* Parts of the exercise
#1 Answer these questions from the text on student exam strategies:
(a) What radius is given for the disk in the exam problem?
(b) In Strategy 1, what is named as the only nonconservative force in the system?
(c) In Strategy 2, why is mechanical energy said to be conserved despite the tension force?
#2 Carry on the text on student exam strategies from the point where it stops.

* Text to read
[start]

BOX 7.3
Qualitative Strategies Written by
Students
Students enrolled in an introductory physics course were asked to write
a strategy for an exam problem
Exam Problem:
A disk of mass, M = 2 kg, and radius, R = 0.4 m, has string wound around
it and is free to rotate about an axle through its center. A block of
mass, M = 1 kg, is attached to the end of the string, and the system is
released from rest with no slack in the string. What is the speed of
the block after it has fallen a distance, d = 0.5 m. Don't forget to
provide both a strategy and a solution.
Strategy 1: Use the conservation of energy since the only
nonconservative force in the system is the tension in the rope attached
to the mass M and wound around the disk (assuming there is no friction
between the axle and the disk, and the mass M and the air), and the work
done by the tension to the disk and the mass cancel each other out.
First, set up a coordinate system so the potential energy of the system
at the start can be determined. There will be no kinetic energy at the
start since it starts at rest. Therefore the potential energy is all
the initial energy. Now set the initial energy equal to the final
energy that is made up of the kinetic energy of the disk plus the mass M
and any potential energy left in the system with respect to the chosen
coordinate system.
Strategy 2: I would use conservation of mechanical energy to
solve this problem. The mass M has some potential energy while it is
hanging there. When the block starts to accelerate downward the
potential energy is transformed into rotational kinetic energy of the
disk and kinetic energy of the falling mass. Equating the initial and
final states and using the relationship between v and * the speed of M
can be found. Mechanical energy is conserved even with the
nonconservative tension force because the tension force is internal to
the system (pulley, mass, rope).

[end]

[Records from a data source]
[start]

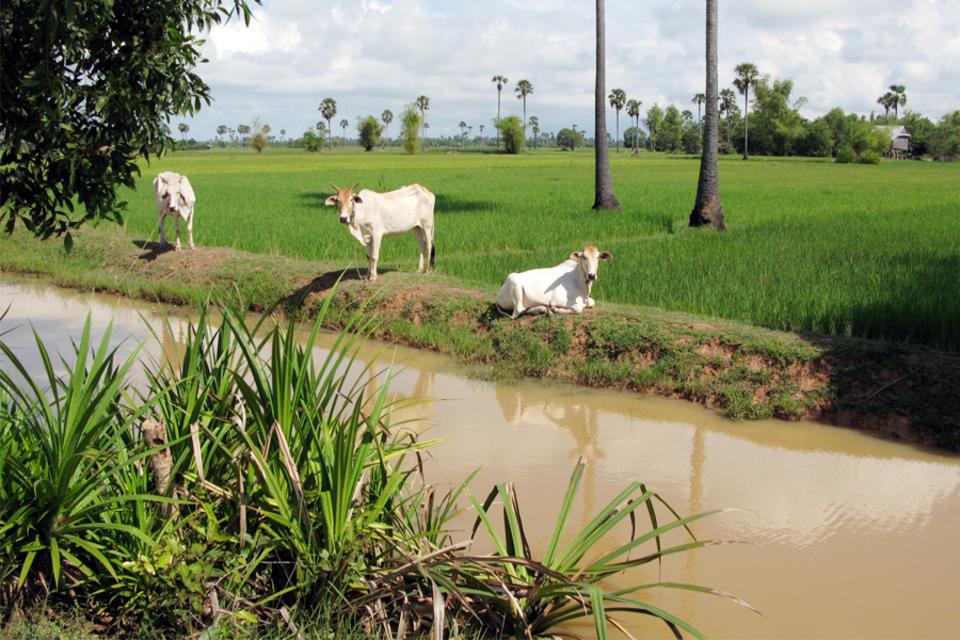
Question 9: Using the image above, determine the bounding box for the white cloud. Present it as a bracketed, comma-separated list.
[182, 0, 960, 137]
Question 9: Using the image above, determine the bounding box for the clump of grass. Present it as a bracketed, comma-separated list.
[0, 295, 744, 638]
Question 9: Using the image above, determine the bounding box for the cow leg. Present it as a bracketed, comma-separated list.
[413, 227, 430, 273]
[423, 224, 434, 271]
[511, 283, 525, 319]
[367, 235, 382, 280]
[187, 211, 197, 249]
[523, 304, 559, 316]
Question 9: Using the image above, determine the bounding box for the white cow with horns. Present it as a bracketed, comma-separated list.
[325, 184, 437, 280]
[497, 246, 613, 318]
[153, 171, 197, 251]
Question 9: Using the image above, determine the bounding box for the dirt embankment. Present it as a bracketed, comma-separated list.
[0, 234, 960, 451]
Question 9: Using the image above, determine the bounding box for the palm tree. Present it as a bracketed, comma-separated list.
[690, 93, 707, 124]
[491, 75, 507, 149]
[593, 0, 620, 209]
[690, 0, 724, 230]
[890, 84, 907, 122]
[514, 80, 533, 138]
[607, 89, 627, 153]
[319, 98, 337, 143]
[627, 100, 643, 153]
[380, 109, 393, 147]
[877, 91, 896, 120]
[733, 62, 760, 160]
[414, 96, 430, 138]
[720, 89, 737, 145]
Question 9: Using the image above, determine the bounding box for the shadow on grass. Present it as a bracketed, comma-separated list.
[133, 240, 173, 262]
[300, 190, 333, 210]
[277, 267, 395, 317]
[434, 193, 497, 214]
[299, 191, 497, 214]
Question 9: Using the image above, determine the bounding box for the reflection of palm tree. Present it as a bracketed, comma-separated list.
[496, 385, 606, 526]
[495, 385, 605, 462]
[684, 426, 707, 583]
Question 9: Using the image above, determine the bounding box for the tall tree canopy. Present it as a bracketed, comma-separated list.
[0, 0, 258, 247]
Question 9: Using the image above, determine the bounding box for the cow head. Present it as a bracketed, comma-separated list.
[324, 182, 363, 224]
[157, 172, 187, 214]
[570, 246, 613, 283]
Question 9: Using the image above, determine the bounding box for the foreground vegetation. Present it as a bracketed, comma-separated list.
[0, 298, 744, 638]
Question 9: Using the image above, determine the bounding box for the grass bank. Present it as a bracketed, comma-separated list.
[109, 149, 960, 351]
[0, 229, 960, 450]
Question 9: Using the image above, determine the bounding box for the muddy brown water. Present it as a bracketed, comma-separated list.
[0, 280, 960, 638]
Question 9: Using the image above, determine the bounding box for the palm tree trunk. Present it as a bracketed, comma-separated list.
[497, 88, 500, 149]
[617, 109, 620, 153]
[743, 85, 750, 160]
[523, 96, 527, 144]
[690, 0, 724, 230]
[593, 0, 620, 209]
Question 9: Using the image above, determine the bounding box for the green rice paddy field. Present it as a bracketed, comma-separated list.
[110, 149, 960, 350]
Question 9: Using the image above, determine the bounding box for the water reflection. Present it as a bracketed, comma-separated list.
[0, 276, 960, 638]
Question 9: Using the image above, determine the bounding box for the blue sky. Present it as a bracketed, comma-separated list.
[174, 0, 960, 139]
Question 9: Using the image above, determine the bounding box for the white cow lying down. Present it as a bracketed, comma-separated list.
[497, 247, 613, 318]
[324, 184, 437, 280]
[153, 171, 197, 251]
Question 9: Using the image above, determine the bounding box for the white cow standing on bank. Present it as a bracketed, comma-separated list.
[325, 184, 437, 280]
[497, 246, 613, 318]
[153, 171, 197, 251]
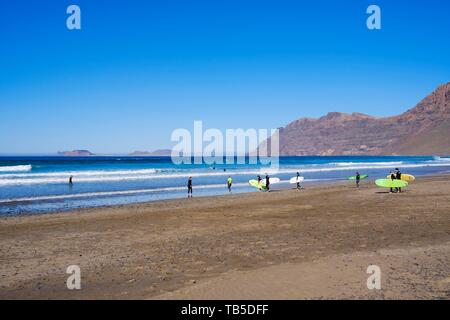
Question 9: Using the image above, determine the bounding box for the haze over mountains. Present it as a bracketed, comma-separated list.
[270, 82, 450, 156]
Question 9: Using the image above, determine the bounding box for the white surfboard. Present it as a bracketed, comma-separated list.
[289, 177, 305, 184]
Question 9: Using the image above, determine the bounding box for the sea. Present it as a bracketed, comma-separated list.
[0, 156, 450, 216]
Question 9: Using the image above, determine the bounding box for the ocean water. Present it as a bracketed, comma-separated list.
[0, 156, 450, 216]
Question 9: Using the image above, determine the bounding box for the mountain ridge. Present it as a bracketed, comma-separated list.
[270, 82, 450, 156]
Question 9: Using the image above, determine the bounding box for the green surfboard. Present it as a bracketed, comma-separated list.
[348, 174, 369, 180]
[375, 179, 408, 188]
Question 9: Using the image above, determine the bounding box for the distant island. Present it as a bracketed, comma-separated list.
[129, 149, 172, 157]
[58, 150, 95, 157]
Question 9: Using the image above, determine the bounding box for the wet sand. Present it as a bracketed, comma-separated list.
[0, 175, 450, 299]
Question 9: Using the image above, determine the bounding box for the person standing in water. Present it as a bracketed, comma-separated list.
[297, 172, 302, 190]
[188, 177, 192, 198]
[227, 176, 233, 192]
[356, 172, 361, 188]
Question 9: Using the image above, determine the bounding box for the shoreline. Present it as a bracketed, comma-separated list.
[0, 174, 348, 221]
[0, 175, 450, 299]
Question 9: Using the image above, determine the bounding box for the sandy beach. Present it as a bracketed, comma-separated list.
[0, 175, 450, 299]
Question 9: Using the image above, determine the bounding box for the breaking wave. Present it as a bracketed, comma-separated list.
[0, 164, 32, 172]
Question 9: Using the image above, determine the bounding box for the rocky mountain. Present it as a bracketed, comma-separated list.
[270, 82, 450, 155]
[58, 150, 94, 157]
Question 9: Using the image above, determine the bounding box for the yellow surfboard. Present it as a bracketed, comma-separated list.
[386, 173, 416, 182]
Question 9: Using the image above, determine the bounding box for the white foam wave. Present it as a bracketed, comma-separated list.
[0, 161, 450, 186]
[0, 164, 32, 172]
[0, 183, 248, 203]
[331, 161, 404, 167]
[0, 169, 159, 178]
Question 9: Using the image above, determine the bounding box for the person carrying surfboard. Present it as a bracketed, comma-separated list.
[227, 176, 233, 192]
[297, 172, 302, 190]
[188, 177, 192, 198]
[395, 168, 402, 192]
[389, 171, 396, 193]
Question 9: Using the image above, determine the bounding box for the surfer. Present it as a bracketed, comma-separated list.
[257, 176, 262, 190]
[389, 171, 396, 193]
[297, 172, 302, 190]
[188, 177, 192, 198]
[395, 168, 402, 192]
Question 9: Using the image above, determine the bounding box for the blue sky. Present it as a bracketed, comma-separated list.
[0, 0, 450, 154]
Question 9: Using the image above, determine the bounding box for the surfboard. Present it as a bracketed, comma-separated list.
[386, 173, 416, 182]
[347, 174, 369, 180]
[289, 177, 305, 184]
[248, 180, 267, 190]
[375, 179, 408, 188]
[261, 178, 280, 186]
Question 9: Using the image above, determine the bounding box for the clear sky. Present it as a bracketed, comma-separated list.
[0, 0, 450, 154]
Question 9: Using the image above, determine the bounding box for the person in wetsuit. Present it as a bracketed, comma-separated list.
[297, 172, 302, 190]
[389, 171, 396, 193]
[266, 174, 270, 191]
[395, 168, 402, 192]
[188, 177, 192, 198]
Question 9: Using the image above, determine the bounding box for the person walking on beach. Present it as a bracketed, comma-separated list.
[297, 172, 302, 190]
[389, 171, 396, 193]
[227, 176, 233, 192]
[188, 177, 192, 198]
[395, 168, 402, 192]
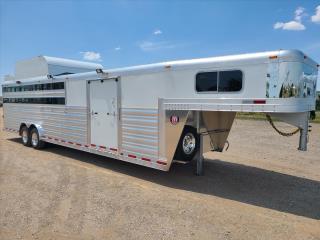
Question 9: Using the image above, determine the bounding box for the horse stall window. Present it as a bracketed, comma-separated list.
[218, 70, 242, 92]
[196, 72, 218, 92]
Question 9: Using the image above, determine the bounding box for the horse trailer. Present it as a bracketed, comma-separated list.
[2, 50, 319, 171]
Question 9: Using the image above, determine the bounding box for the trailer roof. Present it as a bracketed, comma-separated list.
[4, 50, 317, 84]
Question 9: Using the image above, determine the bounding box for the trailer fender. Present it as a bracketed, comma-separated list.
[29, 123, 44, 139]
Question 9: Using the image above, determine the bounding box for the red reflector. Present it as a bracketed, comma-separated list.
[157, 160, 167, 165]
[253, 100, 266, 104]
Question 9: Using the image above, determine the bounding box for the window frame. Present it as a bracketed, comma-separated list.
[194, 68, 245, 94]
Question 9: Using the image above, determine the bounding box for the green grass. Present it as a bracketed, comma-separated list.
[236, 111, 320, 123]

[end]

* Written answers
#1
(a) 0.4 m
(b) The tension in the rope attached to the mass M and wound around the disk
(c) Because the tension force is internal to the system (pulley, mass, rope)

#2
Strategy 3: In trying to find the speed of the block I would try
to find angular momentum kinetic energy, use gravity. I would also use
rotational kinematics and moment of inertia around the center of mass
for the disk.
Strategy 4: There will be a torque about the center of mass due
to the weight of the block, M. The force pulling downward is mg. The
moment of inertia about the axle is
1/2 MR2. The moment
of inertia multiplied by the angular acceleration. By plugging these
values into a kinematic expression, the angular speed can be calculated.
Then, the angular speed times the radius gives you the velocity of the
block.
The first two
strategies display an excellent understanding of the principles,
justification, and procedures that could be used to solve the problem
(the what, why, and how for solving the problem). The last two
strategies are largely a shopping list of physics terms or equations
that were covered in the course, but the students are not able to
articulate why or how they apply to the problem under consideration.
Having students write
strategies (after modeling strategy writing for them and providing
suitable scaffolding to ensure progress) provides an excellent formative
assessment tool for monitoring whether or not students are making the
appropriate links between problem contexts, and the principles and
procedures that could be applied to solve them (see Leonard et al.,
1996).